Task brief:
Express the stretch of the entries from the line containing "point: leopard -- drop" through the end of the entries as a Markdown table with the columns Row and Text. Give each line its own numbered row and leave out blank lines.
# start of Provided information
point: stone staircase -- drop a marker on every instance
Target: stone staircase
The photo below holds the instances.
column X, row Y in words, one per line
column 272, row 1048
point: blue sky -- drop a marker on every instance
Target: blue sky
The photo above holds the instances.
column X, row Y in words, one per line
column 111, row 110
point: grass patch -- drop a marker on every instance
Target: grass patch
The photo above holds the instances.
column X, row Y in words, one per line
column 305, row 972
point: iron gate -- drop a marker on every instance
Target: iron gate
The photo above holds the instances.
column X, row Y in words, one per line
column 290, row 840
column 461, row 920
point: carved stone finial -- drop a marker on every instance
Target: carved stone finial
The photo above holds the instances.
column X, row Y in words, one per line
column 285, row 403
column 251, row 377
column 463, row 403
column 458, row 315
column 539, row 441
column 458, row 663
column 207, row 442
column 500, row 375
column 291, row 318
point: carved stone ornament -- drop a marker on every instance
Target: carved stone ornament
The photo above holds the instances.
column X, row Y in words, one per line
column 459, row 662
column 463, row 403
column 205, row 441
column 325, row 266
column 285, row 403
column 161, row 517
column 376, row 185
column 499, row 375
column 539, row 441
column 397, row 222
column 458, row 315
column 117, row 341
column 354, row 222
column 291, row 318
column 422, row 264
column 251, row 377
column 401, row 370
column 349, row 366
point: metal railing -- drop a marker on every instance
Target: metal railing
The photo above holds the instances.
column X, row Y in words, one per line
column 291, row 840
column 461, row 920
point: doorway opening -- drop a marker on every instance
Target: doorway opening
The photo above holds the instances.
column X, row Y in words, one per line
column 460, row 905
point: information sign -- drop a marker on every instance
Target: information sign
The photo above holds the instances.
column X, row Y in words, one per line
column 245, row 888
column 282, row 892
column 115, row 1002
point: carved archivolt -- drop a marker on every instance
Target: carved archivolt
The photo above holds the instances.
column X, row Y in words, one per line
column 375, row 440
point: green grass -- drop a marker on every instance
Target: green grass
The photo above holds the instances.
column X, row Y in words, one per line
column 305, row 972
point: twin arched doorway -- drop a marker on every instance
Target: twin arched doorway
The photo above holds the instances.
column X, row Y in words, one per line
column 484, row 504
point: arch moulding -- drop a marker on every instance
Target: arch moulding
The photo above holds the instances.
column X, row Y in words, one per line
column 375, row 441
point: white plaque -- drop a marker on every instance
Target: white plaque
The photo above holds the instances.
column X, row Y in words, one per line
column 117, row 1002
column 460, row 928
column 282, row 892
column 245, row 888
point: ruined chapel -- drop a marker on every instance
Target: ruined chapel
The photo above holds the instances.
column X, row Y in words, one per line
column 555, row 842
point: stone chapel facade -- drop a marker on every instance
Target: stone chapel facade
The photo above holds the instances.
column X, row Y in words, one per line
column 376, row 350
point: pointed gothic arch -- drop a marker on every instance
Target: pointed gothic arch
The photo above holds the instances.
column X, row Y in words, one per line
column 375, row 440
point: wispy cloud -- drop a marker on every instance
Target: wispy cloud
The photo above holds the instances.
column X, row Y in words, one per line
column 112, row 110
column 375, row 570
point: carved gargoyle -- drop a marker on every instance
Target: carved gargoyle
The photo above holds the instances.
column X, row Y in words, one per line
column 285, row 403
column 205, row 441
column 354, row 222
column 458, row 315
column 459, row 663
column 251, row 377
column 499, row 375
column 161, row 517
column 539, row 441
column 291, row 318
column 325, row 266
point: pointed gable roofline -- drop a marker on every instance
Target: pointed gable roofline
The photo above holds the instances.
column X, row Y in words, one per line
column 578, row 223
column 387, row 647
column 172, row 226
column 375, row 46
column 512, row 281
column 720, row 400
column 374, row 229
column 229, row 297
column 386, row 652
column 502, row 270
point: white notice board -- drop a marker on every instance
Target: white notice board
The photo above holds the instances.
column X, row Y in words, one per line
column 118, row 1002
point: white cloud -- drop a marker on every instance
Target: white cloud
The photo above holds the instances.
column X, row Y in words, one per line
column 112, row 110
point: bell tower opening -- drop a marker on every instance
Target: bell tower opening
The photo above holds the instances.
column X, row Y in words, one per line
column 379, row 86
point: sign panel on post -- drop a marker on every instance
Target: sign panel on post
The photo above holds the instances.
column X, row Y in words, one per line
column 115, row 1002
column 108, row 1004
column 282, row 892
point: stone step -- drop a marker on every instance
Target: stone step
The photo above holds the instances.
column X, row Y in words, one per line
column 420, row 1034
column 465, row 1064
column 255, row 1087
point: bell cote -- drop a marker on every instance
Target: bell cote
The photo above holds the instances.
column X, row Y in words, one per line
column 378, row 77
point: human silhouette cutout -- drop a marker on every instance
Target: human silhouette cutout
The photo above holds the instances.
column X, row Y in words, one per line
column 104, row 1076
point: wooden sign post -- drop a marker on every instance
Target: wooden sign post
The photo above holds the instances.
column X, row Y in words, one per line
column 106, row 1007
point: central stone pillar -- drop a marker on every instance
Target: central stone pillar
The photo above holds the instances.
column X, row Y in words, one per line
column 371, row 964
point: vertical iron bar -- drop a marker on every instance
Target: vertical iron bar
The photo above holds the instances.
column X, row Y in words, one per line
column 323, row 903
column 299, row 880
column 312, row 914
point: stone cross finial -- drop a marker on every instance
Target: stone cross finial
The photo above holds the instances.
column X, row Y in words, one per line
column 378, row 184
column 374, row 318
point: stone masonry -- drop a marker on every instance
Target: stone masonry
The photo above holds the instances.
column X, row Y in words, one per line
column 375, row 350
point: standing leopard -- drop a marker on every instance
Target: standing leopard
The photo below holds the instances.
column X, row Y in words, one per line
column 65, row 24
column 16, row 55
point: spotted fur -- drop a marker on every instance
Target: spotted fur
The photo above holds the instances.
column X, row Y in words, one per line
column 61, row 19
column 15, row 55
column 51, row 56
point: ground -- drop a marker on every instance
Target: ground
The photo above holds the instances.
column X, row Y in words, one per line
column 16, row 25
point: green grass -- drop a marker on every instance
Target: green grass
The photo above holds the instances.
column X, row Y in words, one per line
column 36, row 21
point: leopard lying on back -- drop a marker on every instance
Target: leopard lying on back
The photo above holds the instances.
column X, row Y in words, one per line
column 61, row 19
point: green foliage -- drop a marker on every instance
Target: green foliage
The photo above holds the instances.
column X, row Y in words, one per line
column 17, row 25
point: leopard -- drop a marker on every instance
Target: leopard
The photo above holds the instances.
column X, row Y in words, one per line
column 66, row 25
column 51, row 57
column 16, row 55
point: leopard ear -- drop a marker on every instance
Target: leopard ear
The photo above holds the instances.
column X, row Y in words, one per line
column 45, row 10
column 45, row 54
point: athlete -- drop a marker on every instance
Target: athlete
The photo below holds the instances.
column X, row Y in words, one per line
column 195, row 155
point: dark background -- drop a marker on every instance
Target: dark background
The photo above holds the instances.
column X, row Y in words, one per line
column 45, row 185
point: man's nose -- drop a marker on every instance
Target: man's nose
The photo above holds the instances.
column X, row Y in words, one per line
# end of Provided information
Solution below:
| Row | Text |
|---|---|
| 1 | point: leopard -- drop a marker on every instance |
| 2 | Target: leopard |
| 3 | The photo above holds the instances. |
| 4 | column X, row Y in words, one per line |
| 5 | column 66, row 25 |
| 6 | column 51, row 57 |
| 7 | column 16, row 55 |
| 8 | point: leopard ear -- drop a marker on every instance |
| 9 | Target: leopard ear |
| 10 | The photo above holds the instances. |
| 11 | column X, row Y in words, one per line |
| 12 | column 45, row 10 |
| 13 | column 45, row 54 |
| 14 | point: athlete -- drop a marker on every instance |
| 15 | Target: athlete |
| 16 | The photo below holds the instances. |
| 17 | column X, row Y in words, one per line |
| 18 | column 195, row 155 |
| 19 | point: dark background -- drop a marker on every instance |
| 20 | Target: dark background |
| 21 | The photo above holds the instances. |
| 22 | column X, row Y in words, one per line |
| 23 | column 45, row 185 |
| 24 | point: man's nose -- drop a marker on every instance |
| 25 | Target: man's nose |
| 26 | The photo above holds the instances. |
| 27 | column X, row Y in words, one per line |